:: Task objective ::
Rewrite the records below with every "Found at" changed to "Located at" and nothing else altered.

------------------------------------------------------------------------

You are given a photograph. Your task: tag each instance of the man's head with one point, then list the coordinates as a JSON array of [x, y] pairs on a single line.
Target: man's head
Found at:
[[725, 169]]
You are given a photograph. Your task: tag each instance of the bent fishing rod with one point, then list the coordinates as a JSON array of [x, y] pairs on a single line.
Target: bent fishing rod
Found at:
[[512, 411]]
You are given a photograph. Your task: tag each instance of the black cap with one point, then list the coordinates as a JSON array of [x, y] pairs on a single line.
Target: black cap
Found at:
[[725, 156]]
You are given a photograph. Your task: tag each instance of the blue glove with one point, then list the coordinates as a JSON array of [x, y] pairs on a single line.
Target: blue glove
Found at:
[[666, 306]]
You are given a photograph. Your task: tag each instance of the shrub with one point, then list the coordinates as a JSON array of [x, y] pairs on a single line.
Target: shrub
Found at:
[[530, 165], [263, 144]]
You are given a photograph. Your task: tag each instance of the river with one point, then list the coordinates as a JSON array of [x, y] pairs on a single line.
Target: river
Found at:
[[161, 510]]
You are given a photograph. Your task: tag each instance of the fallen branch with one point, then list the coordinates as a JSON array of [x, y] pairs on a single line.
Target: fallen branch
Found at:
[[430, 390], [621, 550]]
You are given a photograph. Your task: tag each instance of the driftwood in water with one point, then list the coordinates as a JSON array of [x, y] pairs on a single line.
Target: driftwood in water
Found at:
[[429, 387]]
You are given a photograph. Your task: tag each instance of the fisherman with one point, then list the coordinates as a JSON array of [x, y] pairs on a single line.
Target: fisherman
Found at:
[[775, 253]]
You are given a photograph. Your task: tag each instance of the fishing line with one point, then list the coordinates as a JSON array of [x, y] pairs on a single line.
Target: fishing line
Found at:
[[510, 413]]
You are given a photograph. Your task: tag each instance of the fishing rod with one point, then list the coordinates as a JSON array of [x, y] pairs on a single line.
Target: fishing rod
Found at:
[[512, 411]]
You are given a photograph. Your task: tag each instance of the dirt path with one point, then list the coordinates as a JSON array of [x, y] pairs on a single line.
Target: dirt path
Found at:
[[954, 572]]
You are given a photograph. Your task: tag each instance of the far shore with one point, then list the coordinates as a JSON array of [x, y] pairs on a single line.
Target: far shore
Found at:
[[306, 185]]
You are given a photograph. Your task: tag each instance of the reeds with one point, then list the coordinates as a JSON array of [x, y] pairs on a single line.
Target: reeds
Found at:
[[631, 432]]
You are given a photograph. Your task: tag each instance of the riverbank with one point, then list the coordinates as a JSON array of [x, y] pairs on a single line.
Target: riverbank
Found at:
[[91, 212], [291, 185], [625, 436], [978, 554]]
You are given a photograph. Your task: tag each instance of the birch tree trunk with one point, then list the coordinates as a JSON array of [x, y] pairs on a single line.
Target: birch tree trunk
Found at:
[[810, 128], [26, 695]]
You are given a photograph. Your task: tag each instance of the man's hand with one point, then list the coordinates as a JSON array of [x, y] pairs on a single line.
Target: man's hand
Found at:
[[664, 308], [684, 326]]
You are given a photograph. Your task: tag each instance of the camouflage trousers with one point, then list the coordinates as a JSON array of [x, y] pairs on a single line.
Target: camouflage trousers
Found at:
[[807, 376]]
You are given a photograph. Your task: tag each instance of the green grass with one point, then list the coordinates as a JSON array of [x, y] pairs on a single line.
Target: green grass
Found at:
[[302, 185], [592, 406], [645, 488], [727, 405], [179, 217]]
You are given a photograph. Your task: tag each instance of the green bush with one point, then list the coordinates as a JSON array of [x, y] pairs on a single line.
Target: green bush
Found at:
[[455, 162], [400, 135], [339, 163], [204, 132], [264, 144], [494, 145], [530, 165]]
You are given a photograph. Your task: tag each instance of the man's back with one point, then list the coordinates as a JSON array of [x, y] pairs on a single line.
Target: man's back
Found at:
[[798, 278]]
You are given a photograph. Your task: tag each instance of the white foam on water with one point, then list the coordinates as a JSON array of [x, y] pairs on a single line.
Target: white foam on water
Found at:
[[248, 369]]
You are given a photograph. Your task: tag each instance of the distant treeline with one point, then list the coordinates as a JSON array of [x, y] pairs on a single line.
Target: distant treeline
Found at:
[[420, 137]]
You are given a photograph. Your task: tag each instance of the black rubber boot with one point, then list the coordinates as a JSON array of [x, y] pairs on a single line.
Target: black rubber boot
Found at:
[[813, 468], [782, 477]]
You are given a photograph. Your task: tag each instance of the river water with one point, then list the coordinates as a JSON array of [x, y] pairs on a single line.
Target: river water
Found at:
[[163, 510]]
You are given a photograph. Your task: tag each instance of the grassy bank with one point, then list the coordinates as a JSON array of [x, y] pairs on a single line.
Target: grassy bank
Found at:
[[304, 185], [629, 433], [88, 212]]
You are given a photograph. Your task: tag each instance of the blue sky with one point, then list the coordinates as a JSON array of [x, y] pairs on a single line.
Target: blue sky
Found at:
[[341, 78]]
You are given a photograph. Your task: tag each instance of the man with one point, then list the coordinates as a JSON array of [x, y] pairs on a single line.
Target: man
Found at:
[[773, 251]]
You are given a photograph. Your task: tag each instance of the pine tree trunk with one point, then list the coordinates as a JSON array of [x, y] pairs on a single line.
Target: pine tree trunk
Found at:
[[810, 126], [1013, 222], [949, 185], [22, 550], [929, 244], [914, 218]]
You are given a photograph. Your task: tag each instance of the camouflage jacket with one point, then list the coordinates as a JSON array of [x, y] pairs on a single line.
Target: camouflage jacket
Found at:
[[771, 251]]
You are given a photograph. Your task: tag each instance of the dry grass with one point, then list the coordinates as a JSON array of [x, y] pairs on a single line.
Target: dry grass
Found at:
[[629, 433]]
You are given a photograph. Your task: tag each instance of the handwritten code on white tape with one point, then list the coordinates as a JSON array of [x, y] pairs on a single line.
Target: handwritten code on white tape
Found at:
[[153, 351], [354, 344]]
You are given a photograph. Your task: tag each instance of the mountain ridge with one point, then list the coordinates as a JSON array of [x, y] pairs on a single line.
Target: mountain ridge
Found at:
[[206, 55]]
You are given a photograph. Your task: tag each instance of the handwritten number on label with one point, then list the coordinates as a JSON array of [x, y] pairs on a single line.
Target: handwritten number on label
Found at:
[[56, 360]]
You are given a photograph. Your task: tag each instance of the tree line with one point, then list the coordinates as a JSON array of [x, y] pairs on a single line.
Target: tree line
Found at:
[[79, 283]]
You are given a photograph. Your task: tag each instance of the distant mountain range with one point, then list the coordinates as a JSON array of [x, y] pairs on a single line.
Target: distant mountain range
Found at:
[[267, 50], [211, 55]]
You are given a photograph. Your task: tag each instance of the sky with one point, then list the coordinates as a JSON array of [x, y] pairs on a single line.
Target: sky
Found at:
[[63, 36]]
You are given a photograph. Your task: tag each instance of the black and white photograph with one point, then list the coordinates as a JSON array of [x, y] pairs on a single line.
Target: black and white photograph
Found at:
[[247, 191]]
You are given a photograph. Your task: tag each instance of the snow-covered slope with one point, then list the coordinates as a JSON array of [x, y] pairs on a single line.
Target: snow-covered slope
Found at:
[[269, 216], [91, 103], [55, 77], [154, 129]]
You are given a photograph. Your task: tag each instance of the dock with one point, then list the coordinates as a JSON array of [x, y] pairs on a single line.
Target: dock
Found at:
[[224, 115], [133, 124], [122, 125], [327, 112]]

------------------------------------------------------------------------

:: The result ::
You are given a photograph. Your task: tag each instance of the man's head with one point, then list the coordinates as a JSON array of [x, y] pairs on a single line.
Target: man's head
Located at:
[[725, 169]]
You are given a photograph. Your task: tag each instance of the bent fishing rod with one point, then list the coordinates as a JSON array of [x, y] pairs on a single line.
Target: bent fishing rod
Located at:
[[512, 411]]
You are given a photograph. Your task: tag each instance of the black cap with one point, then list the coordinates as a JSON array of [x, y] pairs on a single line.
Target: black cap
Located at:
[[725, 156]]
You are given a photograph. Your task: tag each instance of the blue glove with one point, then list the coordinates as a JSON array of [x, y] pairs on a single line.
Target: blue glove
Located at:
[[666, 306]]
You are given a photograph. Your task: tag each instance of the shrub with one point, then list the coordinates as a JSON array of [x, y] pairs on a single line.
Target: shrub
Located at:
[[530, 165], [263, 144]]
You are given a photograph. Your task: tag each instance of the river with one point, then list the coordinates as a JSON array of [x, y] pairs on a single line.
Target: river
Located at:
[[161, 510]]
You are given a photograph. Your task: tag each instance of the fallen branch with one point, then list the coordinates as a JSON array of [x, y] pairs on a single line.
Target: fallen branch
Located at:
[[430, 390], [621, 550]]
You are given a photograph. Your task: tag each instance of the driftwood in water with one point, then list the coordinates as a JSON array of [x, y] pairs on a single line.
Target: driftwood in water
Located at:
[[429, 387]]
You are given a photograph. Your task: tag each instance of the fisherman with one point, then list the coordinates as a JSON array of [x, y] pairs on a single line.
Target: fisherman
Located at:
[[775, 253]]
You are given a photograph. Your task: tag each instance of the fishing line with one point, then list the coordinates as a JSON array of [x, y] pairs on a single line.
Target: fishing line
Located at:
[[510, 413]]
You are given a photograph. Your task: tag each instance of the fishing rod with one point, then list the coordinates as a JSON array of [x, y] pairs on a single line.
Target: fishing rod
Located at:
[[512, 411]]
You are given a photograph. Your task: tag each instance of the dirt path with one point, then list the coordinates as a JSON array of [x, y] pairs on a single line.
Target: dirt path
Located at:
[[954, 572]]
You are given a photograph. Your task: tag each instance of the far shore with one point, then list the coordinates as a JSON array of [x, y] pairs on a single line.
Target: far shore
Located at:
[[306, 185]]
You are given a photograph. Your task: tag each instance of the reeds with one point, then list the coordinates as a JSON array of [x, y] pairs on a single line.
Target: reeds
Located at:
[[631, 432]]
You are given a photograph. Your task: tag each instance of the riverbank with one point, then list the coordinates as a JSON array of [x, y] pairs on a single line.
Target: riverbank
Located at:
[[91, 212], [291, 185], [625, 436], [978, 554]]
You are given a photograph. Your task: tag each instance of the birch tree trunk with one point, then list the coordinates as a JSON array of [x, y] pairs on a single line.
Target: birch tree trunk
Located at:
[[810, 128], [26, 695]]
You are given a photograph. Your task: tag each instance of the man's hand with one point, then list the coordinates as a JSON array of [x, y] pairs on a single line.
Target: man's hand
Located at:
[[664, 308], [684, 326]]
You are given a photograph. Your task: tag each instance of the camouflage trousers with one point, then list the coordinates as a JSON array of [x, y] pairs on a single line.
Target: camouflage trousers
Located at:
[[807, 376]]
You are given a photograph. Your task: tag each instance of the green grass with one point, then list the coordinates as a JSON array of [x, y] pairs on a single line.
Target: green grass
Located at:
[[302, 185], [592, 406], [645, 488], [727, 405], [179, 217]]
You are given a photograph. Your task: tag each instance of the green bush with one point, then list the coordinates as a JSON array of [x, y] pairs on a single line.
Target: green bush
Located at:
[[455, 162], [400, 135], [339, 163], [204, 132], [264, 144], [494, 145], [530, 165]]
You are given a photograph. Your task: tag each instance of the man's back with one point, then list the coordinates as a JSON array of [x, y] pairs on a single line.
Target: man's back
Located at:
[[798, 278]]
You are given a photograph. Your task: tag each instance of the white foam on water with one point, then list the coordinates as a JSON array of [x, y] pairs on a single line.
Target: white foam on water
Located at:
[[248, 369]]
You are given a photograph. Your task: tag each instance of the distant treeline with one point, then list the coordinates as a JSON array of [x, y] pairs on a single line.
Target: distant treeline
Located at:
[[420, 137]]
You are given a photograph. Your task: tag each instance of the black rubber boot with one point, then list the coordinates as a JSON array of [x, y] pairs on a single line.
Target: black rubber boot
Located at:
[[813, 468], [782, 477]]
You are given a photograph. Your task: tag each instance of the river water with one point, then list the coordinates as a JSON array of [x, y] pairs on a single line.
Target: river water
Located at:
[[163, 510]]
You are given a photograph. Your task: tag each instance of the grassy bank with one point, then list the coordinates as a JSON array of [x, y] pairs on a single line.
Target: grassy bank
Located at:
[[304, 185], [629, 433], [88, 212]]
You are given a photograph. Your task: tag each instance of the blue sky with one point, then list the coordinates as a JSON array of [x, y] pairs on a single line.
Target: blue sky
Located at:
[[341, 78]]
You are given a photograph. Your task: tag each instance of the man with one point, then list the coordinates as a JSON array of [x, y] pairs on a single line.
Target: man
Located at:
[[773, 251]]
You are given a photograph. Your task: tag each instance of the pine tree trunk with one point, then list the coordinates as a JSON array of [x, y] pairs on a single line.
Target: pine tree trunk
Located at:
[[810, 126], [1013, 222], [949, 185], [22, 550], [929, 244], [914, 218]]
You are given a photograph. Your task: tag each instance of the camouflage jacket with one point, then list the coordinates as a JSON array of [x, y] pairs on a single line.
Target: camouflage jacket
Located at:
[[771, 251]]
You are given a photograph. Your task: tag each instance of the dry grass with one point, then list the coordinates as a JSON array of [x, y] pairs on a single line.
Target: dry grass
Located at:
[[629, 433]]
You are given a photograph. Your task: tag each instance of the handwritten code on white tape with one point, then list the coordinates as a JSON array of [x, y] pairs on a single line.
Target: handwritten code on white tape
Located at:
[[153, 351], [354, 344]]
You are given a photograph. Your task: tag each instance of the mountain ridge with one point, then list the coordinates as a JSON array of [x, y] pairs on a single line.
Target: mountain ridge
Located at:
[[206, 55]]
You are given a photograph. Your task: tag each instance of the handwritten number on label with one point, then list the coordinates as a JSON array of [x, y] pairs on a single line.
Target: handwritten number on label
Located at:
[[56, 360]]
You are given a photograph. Your task: tag each instance of the tree line with one point, then list the coordinates as a JSON array of [x, y] pairs on a single line.
Target: tree line
Located at:
[[79, 283]]
You are given a photograph. Your task: tag each instance of the distant mountain range with one point, then list the coordinates as a JSON array of [x, y] pairs on a single line.
Target: distant mountain range
Located at:
[[267, 50], [211, 55]]
You are given a photograph. Your task: tag each instance of the sky with one point, then list the coordinates as a JSON array of [x, y] pairs on a single line.
Target: sky
Located at:
[[63, 36]]
You are given a photograph. Your task: tag each instance of the black and white photograph with one point, then list the coordinates as a JSON array of [x, y] pairs on a single line.
Target: black and white photograph
Located at:
[[247, 191]]
You are given a photograph. Your task: tag each instance of the snow-covered slope with one point, then list the coordinates as a JSON array of [x, y] pairs on a single line.
Target: snow-covered slope
Located at:
[[269, 216], [91, 103], [55, 77], [154, 129]]
You are given a photograph. Your task: tag each instance of the dock with one point, then list the coordinates as a JSON array of [x, y] pairs on a single line.
Target: dock
Located at:
[[224, 115], [133, 124], [122, 125], [327, 112]]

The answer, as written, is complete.